◆ YOUR GOAL
Reproduce word for word the part of the passage on hitpa'alut starting at "That’s especially important" and ending at "which is which.".

Among other things, hitpa’alut prevents you from being “out of touch with your heart’s innermost thoughts” about yourself, and from “being insensitive” to others, R’ Salanter adds. After all, reciting Mussar phrases to yourself emotively and deeply that way can’t help but keep the secret corners of your being open to refection and change.

That’s especially important for those of us who are exposed to the world and its coarsenesses to keep in mind, he says. We always face threats to our moral lives when it comes to our interactions with others. We find ourselves becoming jealous of others, for example, resenting them, slandering them, or even deceiving them, G-d forbid. So we’d especially do well to practice hitpa’alut at every opportunity to avoid that.

The truth of the matter is that none of us can ever be sure we won’t lapse at any moment. Human nature, the vicissitudes of life, and G-d’s own will are simply too unpredictable. For there are “natural forces” at play at any one moment, as R’ Salanter terms them (i.e., ordinary circumstances), and extraordinary situations that are clearly products of “G-d’s (inscrutable) decrees”. And it’s often not easy to know which is which.

◆ RAW DATA

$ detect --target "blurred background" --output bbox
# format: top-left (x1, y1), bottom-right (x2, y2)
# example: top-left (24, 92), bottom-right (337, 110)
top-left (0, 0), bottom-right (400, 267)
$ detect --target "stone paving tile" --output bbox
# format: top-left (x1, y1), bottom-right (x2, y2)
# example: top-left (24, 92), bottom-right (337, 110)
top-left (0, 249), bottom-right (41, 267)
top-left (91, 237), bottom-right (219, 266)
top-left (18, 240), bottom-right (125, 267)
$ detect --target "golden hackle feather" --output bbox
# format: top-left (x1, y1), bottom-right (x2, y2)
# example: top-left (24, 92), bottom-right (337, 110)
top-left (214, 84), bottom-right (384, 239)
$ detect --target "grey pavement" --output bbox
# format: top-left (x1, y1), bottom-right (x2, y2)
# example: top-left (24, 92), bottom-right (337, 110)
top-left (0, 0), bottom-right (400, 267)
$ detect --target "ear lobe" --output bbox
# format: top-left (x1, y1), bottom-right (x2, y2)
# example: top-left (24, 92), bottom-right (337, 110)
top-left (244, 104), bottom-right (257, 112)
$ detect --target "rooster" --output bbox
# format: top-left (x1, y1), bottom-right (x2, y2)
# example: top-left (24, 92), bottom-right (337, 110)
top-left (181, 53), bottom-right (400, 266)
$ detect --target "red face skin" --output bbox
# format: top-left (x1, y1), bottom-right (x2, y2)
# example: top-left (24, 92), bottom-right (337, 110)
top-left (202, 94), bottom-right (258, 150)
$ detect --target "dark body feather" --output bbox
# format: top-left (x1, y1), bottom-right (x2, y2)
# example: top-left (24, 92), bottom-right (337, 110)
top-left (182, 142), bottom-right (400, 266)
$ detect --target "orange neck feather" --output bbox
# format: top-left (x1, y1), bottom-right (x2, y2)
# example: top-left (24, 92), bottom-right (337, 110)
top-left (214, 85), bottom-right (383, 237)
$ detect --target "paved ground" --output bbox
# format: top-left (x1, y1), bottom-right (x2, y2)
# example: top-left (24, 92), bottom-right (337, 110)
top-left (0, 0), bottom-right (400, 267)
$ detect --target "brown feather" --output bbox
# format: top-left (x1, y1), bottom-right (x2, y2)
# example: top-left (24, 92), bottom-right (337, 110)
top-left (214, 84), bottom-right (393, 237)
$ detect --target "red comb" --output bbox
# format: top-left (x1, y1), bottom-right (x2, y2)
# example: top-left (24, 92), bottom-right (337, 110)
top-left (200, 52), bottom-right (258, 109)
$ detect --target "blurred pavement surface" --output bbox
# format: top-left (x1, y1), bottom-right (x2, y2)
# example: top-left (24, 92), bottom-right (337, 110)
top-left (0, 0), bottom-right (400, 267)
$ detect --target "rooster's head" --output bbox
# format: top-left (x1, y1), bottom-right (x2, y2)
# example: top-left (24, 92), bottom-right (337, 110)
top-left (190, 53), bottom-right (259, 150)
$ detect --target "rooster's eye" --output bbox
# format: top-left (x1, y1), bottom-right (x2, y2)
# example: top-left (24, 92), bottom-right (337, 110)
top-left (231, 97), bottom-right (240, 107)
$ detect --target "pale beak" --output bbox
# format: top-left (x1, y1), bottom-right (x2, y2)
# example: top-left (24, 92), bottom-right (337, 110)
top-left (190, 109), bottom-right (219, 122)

---

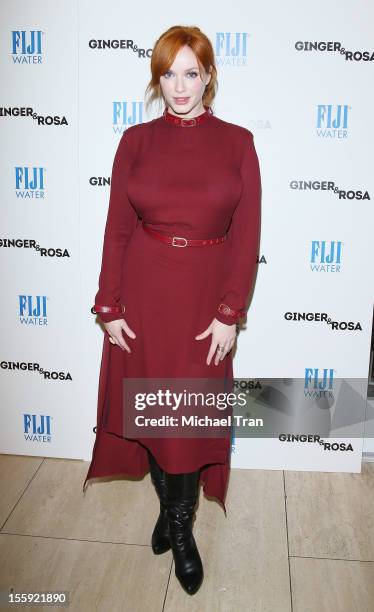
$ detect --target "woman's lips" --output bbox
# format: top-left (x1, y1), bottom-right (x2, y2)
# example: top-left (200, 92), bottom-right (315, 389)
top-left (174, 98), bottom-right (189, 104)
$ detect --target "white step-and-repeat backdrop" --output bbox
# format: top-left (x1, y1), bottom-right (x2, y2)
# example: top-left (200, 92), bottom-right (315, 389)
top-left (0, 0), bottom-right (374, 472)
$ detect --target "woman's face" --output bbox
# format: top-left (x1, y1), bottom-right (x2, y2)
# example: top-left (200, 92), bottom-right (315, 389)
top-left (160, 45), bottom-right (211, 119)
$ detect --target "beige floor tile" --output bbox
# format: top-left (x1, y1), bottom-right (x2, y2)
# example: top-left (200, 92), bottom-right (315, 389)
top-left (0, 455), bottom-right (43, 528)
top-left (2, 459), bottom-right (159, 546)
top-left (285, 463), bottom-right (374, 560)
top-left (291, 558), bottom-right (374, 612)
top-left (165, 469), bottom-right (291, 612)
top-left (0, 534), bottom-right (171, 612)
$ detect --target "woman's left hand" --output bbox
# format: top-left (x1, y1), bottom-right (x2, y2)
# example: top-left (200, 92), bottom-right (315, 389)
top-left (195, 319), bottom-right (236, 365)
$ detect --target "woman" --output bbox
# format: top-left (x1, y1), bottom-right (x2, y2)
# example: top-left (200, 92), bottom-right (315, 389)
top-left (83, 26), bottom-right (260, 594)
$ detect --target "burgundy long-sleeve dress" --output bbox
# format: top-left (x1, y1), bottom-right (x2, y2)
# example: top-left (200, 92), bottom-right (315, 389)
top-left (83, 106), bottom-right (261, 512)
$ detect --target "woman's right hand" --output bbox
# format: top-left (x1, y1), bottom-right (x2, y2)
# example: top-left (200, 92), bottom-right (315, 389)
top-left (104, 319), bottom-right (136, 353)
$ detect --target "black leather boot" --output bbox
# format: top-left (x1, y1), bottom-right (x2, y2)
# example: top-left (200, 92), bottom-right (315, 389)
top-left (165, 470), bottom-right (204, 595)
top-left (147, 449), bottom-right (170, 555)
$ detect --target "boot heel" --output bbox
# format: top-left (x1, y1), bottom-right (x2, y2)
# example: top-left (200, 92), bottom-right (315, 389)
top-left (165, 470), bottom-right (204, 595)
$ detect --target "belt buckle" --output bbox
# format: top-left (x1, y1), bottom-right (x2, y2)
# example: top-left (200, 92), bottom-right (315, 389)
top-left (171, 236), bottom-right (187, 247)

...

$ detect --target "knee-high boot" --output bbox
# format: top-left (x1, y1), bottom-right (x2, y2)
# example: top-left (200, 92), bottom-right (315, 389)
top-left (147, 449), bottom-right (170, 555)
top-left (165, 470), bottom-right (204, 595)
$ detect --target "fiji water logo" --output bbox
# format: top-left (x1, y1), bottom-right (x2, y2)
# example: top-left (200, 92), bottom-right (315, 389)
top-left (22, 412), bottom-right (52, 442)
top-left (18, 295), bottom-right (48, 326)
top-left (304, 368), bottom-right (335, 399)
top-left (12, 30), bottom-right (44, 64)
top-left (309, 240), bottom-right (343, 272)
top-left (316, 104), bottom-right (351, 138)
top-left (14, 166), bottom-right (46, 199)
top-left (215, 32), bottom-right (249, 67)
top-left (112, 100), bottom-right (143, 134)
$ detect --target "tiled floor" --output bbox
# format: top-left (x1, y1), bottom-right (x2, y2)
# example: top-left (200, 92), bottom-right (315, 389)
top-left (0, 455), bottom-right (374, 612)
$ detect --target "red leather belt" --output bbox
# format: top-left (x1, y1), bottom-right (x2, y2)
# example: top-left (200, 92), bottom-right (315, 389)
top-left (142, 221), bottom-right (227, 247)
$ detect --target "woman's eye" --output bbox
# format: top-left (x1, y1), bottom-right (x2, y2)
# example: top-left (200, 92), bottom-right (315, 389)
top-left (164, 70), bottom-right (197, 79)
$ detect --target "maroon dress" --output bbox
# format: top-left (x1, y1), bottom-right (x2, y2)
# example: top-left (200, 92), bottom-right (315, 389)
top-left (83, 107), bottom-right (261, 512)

◆ REPLY
That’s especially important for those of us who are exposed to the world and its coarsenesses to keep in mind, he says. We always face threats to our moral lives when it comes to our interactions with others. We find ourselves becoming jealous of others, for example, resenting them, slandering them, or even deceiving them, G-d forbid. So we’d especially do well to practice hitpa’alut at every opportunity to avoid that.

The truth of the matter is that none of us can ever be sure we won’t lapse at any moment. Human nature, the vicissitudes of life, and G-d’s own will are simply too unpredictable. For there are “natural forces” at play at any one moment, as R’ Salanter terms them (i.e., ordinary circumstances), and extraordinary situations that are clearly products of “G-d’s (inscrutable) decrees”. And it’s often not easy to know which is which.